→ **WRITTEN EXERCISE A**: Please decide whether each statement agrees with the bug report: (i) the bug has priority P4; (ii) the bug is marked as closed; (iii) version 14 is among the affected versions. For each, answer yes or no and quote the deciding words of the bug report.

======== TEXT SEGMENT

Bug ID: JDK-8257850 ByteBuffer VarHandle views are slower than direct BB access

Type: Bug
Component: core-libs
Affected Version: 15,16

Priority: P4
Status: Open
Resolution: Unresolved

Submitted: 2020-12-07
Updated: 2020-12-10

Other
tbdUnresolved

This benchmark:

import org.openjdk.jmh.annotations.Benchmark;
import org.openjdk.jmh.annotations.BenchmarkMode;
import org.openjdk.jmh.annotations.Fork;
import org.openjdk.jmh.annotations.Measurement;
import org.openjdk.jmh.annotations.Mode;
import org.openjdk.jmh.annotations.OutputTimeUnit;
import org.openjdk.jmh.annotations.Setup;
import org.openjdk.jmh.annotations.State;
import org.openjdk.jmh.annotations.TearDown;
import org.openjdk.jmh.annotations.Warmup;
import sun.misc.Unsafe;

import java.lang.invoke.MethodHandles;
import java.lang.invoke.VarHandle;
import java.nio.ByteBuffer;
import java.nio.ByteOrder;
import java.util.concurrent.TimeUnit;

import static jdk.incubator.foreign.MemoryLayouts.JAVA_INT;

@BenchmarkMode(Mode.AverageTime)
@Warmup(iterations = 5, time = 500, timeUnit = TimeUnit.MILLISECONDS)
@Measurement(iterations = 10, time = 500, timeUnit = TimeUnit.MILLISECONDS)
@State(org.openjdk.jmh.annotations.Scope.Thread)
@OutputTimeUnit(TimeUnit.MILLISECONDS)
@Fork(value = 3, jvmArgsAppend = { "--add-modules=jdk.incubator.foreign" })

================
======== RECORDS PROVIDED

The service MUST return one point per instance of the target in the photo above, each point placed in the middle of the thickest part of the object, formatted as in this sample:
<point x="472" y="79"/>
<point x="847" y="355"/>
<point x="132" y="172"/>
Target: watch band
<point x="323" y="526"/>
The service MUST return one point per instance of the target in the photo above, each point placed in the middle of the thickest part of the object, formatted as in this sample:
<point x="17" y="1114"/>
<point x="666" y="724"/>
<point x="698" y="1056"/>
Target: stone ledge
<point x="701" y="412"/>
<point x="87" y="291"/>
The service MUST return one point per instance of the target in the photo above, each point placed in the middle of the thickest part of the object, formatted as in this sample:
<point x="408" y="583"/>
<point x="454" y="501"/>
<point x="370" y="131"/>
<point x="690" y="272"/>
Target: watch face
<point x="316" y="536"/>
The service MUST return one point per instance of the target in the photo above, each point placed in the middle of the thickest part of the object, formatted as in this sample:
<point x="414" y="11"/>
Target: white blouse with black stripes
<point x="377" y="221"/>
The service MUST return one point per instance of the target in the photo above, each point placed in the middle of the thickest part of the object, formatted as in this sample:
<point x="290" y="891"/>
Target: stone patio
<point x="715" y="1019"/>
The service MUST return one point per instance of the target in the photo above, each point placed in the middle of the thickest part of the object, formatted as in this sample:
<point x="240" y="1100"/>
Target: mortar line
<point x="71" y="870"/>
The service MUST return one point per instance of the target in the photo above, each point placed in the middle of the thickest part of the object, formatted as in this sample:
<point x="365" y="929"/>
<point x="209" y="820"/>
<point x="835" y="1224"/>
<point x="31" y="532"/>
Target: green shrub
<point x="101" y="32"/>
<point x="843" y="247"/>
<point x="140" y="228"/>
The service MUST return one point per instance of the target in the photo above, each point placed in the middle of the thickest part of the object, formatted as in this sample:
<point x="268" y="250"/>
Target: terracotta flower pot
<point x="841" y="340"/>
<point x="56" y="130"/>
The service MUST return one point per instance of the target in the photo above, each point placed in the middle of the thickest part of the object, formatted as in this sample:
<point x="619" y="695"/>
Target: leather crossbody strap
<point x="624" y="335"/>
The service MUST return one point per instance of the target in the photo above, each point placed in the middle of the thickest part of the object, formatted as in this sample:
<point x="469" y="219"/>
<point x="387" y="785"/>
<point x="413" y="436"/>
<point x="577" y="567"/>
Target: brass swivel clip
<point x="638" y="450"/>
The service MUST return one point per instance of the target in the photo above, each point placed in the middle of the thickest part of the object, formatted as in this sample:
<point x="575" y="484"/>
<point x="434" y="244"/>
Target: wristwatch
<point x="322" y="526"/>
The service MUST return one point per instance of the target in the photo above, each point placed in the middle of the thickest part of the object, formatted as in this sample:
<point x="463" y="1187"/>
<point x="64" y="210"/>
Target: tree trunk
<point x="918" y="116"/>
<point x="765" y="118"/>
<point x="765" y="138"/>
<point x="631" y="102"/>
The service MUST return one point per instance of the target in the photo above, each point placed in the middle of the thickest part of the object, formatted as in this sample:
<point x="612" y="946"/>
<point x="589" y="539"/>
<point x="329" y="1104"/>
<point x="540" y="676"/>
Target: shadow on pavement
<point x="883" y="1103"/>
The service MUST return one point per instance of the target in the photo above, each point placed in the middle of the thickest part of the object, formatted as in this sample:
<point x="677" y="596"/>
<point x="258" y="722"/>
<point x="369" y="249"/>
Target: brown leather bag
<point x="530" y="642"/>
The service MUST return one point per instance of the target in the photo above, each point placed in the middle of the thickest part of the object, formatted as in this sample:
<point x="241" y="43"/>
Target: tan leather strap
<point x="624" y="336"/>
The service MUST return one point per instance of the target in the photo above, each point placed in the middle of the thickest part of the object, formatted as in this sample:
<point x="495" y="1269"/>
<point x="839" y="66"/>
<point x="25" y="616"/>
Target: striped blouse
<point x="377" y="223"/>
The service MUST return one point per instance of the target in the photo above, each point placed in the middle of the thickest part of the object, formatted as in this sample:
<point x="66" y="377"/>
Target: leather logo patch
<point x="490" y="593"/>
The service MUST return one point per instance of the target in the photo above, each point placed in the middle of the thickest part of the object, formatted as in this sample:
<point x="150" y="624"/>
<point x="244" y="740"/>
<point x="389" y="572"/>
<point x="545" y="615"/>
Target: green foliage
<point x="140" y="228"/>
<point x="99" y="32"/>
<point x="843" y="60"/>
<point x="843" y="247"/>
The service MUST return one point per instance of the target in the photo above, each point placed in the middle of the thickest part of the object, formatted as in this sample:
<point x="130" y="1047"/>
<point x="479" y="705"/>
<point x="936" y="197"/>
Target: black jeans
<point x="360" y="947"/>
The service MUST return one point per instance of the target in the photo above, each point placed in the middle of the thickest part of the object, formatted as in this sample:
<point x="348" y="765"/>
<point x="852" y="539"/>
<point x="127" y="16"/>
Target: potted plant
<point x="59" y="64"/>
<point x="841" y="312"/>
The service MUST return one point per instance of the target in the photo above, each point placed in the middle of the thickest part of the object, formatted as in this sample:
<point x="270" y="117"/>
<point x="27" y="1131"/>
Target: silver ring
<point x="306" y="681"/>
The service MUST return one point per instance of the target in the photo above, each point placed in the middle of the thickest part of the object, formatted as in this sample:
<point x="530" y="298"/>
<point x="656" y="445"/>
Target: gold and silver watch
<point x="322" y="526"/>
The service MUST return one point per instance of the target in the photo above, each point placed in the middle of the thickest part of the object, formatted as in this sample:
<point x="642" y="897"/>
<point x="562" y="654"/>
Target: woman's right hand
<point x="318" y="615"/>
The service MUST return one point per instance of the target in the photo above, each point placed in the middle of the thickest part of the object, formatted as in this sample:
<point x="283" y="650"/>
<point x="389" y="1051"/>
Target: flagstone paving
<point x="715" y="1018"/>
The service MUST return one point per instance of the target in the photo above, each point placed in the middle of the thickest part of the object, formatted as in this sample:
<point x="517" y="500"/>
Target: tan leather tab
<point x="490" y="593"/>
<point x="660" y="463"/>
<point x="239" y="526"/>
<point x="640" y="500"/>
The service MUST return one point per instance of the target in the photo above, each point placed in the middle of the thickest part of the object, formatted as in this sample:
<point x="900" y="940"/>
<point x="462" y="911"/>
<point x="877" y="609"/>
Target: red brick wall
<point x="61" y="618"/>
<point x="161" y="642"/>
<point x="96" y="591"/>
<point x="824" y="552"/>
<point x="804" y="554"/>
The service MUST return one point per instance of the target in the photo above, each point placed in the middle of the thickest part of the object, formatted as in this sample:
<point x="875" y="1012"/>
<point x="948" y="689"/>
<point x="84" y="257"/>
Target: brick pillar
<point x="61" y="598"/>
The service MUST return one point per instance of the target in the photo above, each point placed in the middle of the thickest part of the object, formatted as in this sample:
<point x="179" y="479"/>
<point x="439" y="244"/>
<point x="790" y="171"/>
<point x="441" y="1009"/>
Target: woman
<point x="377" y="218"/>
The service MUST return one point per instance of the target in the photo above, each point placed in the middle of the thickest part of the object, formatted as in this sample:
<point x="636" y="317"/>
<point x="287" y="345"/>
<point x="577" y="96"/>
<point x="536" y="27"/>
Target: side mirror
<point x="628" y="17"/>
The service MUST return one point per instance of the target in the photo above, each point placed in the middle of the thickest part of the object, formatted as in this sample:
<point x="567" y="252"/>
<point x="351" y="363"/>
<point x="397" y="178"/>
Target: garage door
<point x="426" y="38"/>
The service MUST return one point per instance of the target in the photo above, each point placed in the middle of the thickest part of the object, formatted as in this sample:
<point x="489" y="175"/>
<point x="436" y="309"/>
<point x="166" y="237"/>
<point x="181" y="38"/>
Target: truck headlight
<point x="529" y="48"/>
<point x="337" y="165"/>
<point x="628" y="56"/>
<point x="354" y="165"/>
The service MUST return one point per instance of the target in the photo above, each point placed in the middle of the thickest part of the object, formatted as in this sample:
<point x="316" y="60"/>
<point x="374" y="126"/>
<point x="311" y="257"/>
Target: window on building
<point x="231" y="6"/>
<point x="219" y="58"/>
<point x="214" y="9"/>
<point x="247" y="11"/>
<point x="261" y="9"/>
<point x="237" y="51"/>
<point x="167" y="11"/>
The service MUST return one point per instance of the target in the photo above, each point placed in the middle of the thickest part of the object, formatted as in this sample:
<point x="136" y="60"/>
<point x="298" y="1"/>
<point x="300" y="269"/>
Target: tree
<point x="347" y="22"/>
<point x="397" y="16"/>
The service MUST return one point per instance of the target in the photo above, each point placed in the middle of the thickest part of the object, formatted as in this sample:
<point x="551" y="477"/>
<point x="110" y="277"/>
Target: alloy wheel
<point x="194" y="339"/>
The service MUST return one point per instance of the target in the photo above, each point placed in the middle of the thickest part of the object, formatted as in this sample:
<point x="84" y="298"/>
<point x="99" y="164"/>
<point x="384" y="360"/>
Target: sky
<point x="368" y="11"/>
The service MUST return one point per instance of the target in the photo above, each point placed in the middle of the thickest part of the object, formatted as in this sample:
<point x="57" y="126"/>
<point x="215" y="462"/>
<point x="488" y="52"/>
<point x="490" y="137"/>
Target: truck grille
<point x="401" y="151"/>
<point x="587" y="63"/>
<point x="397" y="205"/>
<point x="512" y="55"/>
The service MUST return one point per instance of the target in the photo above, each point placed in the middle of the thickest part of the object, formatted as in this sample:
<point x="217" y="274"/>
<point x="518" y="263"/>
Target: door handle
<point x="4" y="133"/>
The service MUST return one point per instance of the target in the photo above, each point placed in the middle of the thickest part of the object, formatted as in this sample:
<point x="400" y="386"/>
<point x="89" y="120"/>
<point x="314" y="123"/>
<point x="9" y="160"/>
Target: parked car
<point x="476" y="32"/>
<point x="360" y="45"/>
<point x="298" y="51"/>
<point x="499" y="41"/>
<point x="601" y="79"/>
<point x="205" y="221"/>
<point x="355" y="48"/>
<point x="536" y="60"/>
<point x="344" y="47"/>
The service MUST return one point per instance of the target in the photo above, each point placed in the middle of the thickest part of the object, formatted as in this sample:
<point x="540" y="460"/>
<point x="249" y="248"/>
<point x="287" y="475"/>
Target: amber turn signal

================

→ **WRITTEN EXERCISE B**: Pull out every line of the entries that contains the word "black". Case counts.

→ **TASK OUTPUT A**:
(i) Yes: "Priority: P4"
(ii) No: "Status: Open"
(iii) No: "Affected Version: 15,16"

→ **TASK OUTPUT B**:
Target: white blouse with black stripes
Target: black jeans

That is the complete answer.